* **ABOUT THIS EXERCISE**
The result should be the listing below restated word for word, with images left out.

* **DATA EXTRACT**

BEGIN

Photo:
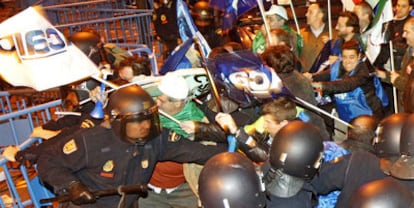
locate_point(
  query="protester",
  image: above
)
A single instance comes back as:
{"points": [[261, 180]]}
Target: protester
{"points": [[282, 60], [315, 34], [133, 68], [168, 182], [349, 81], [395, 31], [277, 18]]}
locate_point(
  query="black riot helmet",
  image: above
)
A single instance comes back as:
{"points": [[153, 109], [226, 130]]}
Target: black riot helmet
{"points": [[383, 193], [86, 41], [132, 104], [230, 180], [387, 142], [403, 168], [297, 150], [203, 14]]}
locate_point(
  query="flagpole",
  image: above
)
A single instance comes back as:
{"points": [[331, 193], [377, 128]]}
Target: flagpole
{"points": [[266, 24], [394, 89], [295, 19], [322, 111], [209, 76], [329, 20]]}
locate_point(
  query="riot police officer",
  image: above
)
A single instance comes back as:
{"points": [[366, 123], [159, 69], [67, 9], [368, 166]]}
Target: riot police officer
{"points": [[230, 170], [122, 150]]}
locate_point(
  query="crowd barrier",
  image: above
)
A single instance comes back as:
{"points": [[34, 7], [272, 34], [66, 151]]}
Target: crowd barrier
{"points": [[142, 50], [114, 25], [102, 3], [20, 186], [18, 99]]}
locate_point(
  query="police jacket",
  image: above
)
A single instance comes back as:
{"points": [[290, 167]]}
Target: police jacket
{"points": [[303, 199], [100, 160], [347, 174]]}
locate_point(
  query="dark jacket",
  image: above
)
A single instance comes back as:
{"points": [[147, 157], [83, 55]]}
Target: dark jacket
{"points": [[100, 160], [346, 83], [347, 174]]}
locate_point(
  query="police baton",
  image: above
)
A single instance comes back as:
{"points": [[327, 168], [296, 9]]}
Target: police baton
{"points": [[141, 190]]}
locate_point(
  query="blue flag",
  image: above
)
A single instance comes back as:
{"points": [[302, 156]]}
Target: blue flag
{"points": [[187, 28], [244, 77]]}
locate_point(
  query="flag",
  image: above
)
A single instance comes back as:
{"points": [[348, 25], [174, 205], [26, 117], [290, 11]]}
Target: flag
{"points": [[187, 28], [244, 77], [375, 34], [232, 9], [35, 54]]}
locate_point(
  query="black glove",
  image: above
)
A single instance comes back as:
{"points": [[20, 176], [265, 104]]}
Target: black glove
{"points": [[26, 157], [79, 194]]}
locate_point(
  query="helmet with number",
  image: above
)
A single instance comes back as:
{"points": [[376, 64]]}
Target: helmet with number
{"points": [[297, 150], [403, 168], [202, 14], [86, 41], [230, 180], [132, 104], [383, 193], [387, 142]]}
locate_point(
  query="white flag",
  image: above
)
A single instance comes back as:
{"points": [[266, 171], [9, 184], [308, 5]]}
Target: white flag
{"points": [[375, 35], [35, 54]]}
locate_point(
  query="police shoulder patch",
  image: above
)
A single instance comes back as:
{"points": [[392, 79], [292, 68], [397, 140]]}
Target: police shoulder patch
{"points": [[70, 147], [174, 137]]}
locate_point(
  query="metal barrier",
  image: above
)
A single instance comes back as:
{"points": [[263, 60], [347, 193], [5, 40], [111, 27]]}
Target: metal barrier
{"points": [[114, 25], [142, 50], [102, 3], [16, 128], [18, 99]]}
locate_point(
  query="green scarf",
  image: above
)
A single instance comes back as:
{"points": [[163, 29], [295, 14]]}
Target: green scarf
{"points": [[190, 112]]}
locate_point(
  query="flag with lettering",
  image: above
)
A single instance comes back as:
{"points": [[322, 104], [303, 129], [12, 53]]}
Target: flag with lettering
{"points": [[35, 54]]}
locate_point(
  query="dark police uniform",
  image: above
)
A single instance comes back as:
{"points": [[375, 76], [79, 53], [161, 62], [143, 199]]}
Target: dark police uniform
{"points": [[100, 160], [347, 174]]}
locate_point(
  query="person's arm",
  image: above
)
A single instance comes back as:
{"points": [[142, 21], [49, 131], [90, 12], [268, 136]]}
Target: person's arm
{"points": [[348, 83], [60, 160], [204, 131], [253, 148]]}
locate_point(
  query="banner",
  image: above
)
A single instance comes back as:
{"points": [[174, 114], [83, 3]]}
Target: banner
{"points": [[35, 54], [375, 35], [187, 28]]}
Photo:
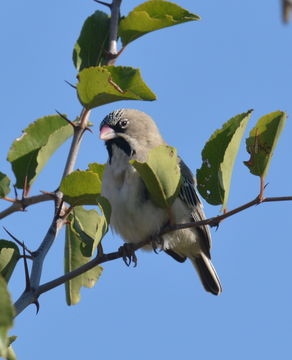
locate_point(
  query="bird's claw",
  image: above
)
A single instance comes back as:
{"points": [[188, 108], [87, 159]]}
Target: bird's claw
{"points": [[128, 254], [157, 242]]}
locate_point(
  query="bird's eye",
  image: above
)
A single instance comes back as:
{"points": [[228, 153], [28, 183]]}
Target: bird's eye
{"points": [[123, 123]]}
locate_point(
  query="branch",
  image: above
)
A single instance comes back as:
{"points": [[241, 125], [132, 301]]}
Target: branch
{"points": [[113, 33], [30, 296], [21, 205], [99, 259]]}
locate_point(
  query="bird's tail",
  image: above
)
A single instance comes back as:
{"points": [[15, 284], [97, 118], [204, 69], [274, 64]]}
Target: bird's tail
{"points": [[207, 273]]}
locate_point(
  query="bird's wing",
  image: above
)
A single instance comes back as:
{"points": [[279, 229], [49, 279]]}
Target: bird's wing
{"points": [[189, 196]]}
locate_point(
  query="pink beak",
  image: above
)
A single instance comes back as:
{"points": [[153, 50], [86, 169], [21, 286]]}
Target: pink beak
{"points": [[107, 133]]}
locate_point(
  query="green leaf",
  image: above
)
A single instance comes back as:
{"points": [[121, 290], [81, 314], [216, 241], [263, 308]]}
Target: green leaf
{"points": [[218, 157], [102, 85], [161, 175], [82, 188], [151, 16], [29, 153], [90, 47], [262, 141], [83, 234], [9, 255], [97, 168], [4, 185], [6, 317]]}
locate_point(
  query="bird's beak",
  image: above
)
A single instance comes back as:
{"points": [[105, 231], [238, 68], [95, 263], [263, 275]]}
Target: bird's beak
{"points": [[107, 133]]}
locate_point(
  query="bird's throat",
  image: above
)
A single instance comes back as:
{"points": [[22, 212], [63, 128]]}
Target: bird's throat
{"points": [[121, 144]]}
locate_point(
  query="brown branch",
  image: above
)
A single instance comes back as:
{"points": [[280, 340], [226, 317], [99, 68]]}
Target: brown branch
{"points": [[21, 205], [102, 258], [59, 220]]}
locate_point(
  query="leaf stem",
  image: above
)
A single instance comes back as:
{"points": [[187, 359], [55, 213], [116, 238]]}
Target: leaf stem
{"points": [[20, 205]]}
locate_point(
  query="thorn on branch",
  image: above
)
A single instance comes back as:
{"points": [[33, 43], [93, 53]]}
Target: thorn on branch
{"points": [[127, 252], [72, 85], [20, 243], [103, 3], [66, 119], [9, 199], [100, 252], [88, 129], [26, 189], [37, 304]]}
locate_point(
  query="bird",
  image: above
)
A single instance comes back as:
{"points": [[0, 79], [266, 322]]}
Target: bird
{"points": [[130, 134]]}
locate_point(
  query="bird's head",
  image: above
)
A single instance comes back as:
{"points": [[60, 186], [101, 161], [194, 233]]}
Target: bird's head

END

* **REPLY TO THE TASK**
Photo:
locate_point(
  query="protester",
  image: above
)
A single instance comes back as:
{"points": [[261, 180]]}
Target: protester
{"points": [[282, 60], [315, 34], [133, 68], [168, 182], [349, 81], [395, 31], [277, 18]]}
locate_point(
  query="black riot helmet",
  image: above
)
A single instance comes back as:
{"points": [[153, 109], [226, 130]]}
Target: black riot helmet
{"points": [[383, 193], [86, 41], [132, 104], [230, 180], [387, 142], [403, 168], [297, 150], [203, 14]]}
locate_point(
  query="flagpole",
  image: above
)
A single instance comes back as:
{"points": [[331, 193], [377, 128]]}
Target: flagpole
{"points": [[266, 24], [394, 89], [295, 19], [322, 111], [209, 76], [329, 20]]}
locate_point(
  query="riot police officer",
  image: above
)
A single instance comes back as:
{"points": [[366, 123], [159, 69], [67, 9], [368, 166]]}
Target: riot police officer
{"points": [[230, 170], [122, 150]]}
locate_point(
  query="crowd barrier",
  image: above
)
A single instance comes back as:
{"points": [[34, 7], [272, 34], [66, 151]]}
Target: crowd barrier
{"points": [[142, 50], [114, 25], [102, 3], [20, 186], [18, 99]]}
locate_point(
  query="police jacket",
  image: above
)
A single instance comes back as:
{"points": [[290, 167]]}
Target: police jacket
{"points": [[303, 199], [100, 160], [347, 174]]}
locate_point(
  query="dark jacket",
  image: above
)
A single instance comes back as:
{"points": [[147, 157], [83, 55]]}
Target: dark jacket
{"points": [[100, 160], [346, 83], [347, 174]]}
locate_point(
  query="police baton",
  image: above
)
A single instance comes back as:
{"points": [[327, 168], [296, 9]]}
Target: police baton
{"points": [[141, 190]]}
locate_point(
  query="blue flag",
  image: above
)
A single instance comes back as:
{"points": [[302, 156]]}
Target: blue flag
{"points": [[187, 28], [244, 77]]}
locate_point(
  query="flag",
  image: above
)
A single instance comes back as:
{"points": [[348, 25], [174, 205], [26, 117], [290, 11]]}
Target: flag
{"points": [[187, 28], [244, 77], [375, 34], [232, 9], [35, 54]]}
locate_point(
  query="black glove",
  image: above
)
A single instance comes back as:
{"points": [[20, 176], [265, 104]]}
Target: black glove
{"points": [[26, 157], [79, 194]]}
locate_point(
  query="helmet with number",
  image: above
)
A single instance comes back as:
{"points": [[376, 64]]}
Target: helmet with number
{"points": [[297, 150], [403, 168], [202, 14], [86, 41], [230, 180], [132, 104], [383, 193], [387, 142]]}
locate_point(
  query="white flag",
  image: above
)
A single instance comes back as:
{"points": [[266, 171], [9, 184], [308, 5]]}
Target: white flag
{"points": [[375, 35], [35, 54]]}
locate_point(
  query="police shoulder patch",
  image: above
)
A single instance comes back as:
{"points": [[392, 79], [292, 68], [397, 140]]}
Target: police shoulder patch
{"points": [[70, 147], [174, 137]]}
locate_point(
  query="metal barrier",
  image: above
)
A single instance comes back as:
{"points": [[263, 60], [347, 193], [5, 40], [111, 27]]}
Target: metal barrier
{"points": [[114, 25], [142, 50], [102, 3], [16, 128], [18, 99]]}
locate_point(
  query="green scarf",
  image: above
)
A single instance comes back as:
{"points": [[163, 29], [295, 14]]}
Target: green scarf
{"points": [[190, 112]]}
locate_point(
  query="flag with lettering",
  image: above
)
A single instance comes back as:
{"points": [[322, 104], [303, 129], [12, 53]]}
Target: flag with lettering
{"points": [[35, 54]]}
locate_point(
  query="dark police uniform",
  image: above
)
A single instance comes back as:
{"points": [[375, 76], [79, 53], [161, 62], [143, 199]]}
Target: dark police uniform
{"points": [[100, 160], [347, 174]]}
locate_point(
  query="person's arm",
  image: above
)
A single instance comes back as:
{"points": [[142, 21], [49, 131], [90, 12], [268, 136]]}
Target: person's arm
{"points": [[348, 83], [60, 160], [204, 131], [253, 148]]}
locate_point(
  query="banner",
  image: above
)
A single instance comes back as:
{"points": [[174, 114], [83, 3]]}
Target: banner
{"points": [[35, 54], [375, 35], [187, 28]]}
Photo:
locate_point(
  query="bird's claw",
  image: above
)
A single instance comes back as:
{"points": [[188, 108], [87, 159]]}
Target: bird's claw
{"points": [[128, 254], [157, 242]]}
locate_point(
  query="bird's eye",
  image: above
)
A single instance comes back as:
{"points": [[228, 153], [28, 183]]}
Target: bird's eye
{"points": [[123, 123]]}
locate_point(
  query="branch",
  image: above
)
A single instance comes back as:
{"points": [[241, 125], [132, 301]]}
Target: branch
{"points": [[113, 33], [30, 296], [21, 205], [99, 259]]}
locate_point(
  query="bird's tail",
  image: above
)
A single instance comes back as:
{"points": [[15, 284], [97, 118], [204, 69], [274, 64]]}
Target: bird's tail
{"points": [[207, 273]]}
locate_point(
  query="bird's wing",
  image: above
)
A single instance comes back as:
{"points": [[279, 229], [49, 279]]}
Target: bird's wing
{"points": [[189, 196]]}
locate_point(
  query="pink beak",
  image: above
)
A single instance comes back as:
{"points": [[153, 50], [86, 169], [21, 286]]}
Target: pink beak
{"points": [[107, 133]]}
locate_point(
  query="green leaf",
  image: above
)
A single instance comes back as:
{"points": [[121, 290], [81, 314], [216, 241], [263, 308]]}
Target: green leaf
{"points": [[218, 157], [102, 85], [161, 175], [82, 188], [151, 16], [29, 153], [90, 47], [262, 141], [83, 234], [9, 255], [97, 168], [4, 185], [6, 317]]}
locate_point(
  query="bird's beak",
  image: above
)
A single instance comes back as:
{"points": [[105, 231], [238, 68], [95, 263], [263, 275]]}
Target: bird's beak
{"points": [[107, 133]]}
locate_point(
  query="bird's throat",
  image: above
)
A single instance comes back as:
{"points": [[22, 212], [63, 128]]}
Target: bird's throat
{"points": [[121, 144]]}
locate_point(
  query="brown branch",
  image: above
)
A single instance comes back as:
{"points": [[280, 340], [226, 317], [99, 68]]}
Target: brown branch
{"points": [[21, 205], [102, 258], [59, 220]]}
locate_point(
  query="leaf stem",
  image: above
)
A single instance comes back as:
{"points": [[187, 359], [55, 213], [116, 238]]}
Target: leaf stem
{"points": [[20, 205]]}
locate_point(
  query="thorn on branch",
  image: above
)
A single instance comes back as:
{"points": [[33, 43], [93, 53]]}
Target: thorn on branch
{"points": [[127, 252], [72, 85], [20, 243], [103, 3], [66, 119], [9, 199], [100, 252], [88, 129], [26, 189], [37, 304]]}
locate_point(
  query="bird",
  image: above
)
A single instance comes back as:
{"points": [[0, 79], [266, 322]]}
Target: bird
{"points": [[130, 134]]}
locate_point(
  query="bird's head",
  image: above
)
A single instance comes back as:
{"points": [[60, 186], [101, 161], [194, 233]]}
Target: bird's head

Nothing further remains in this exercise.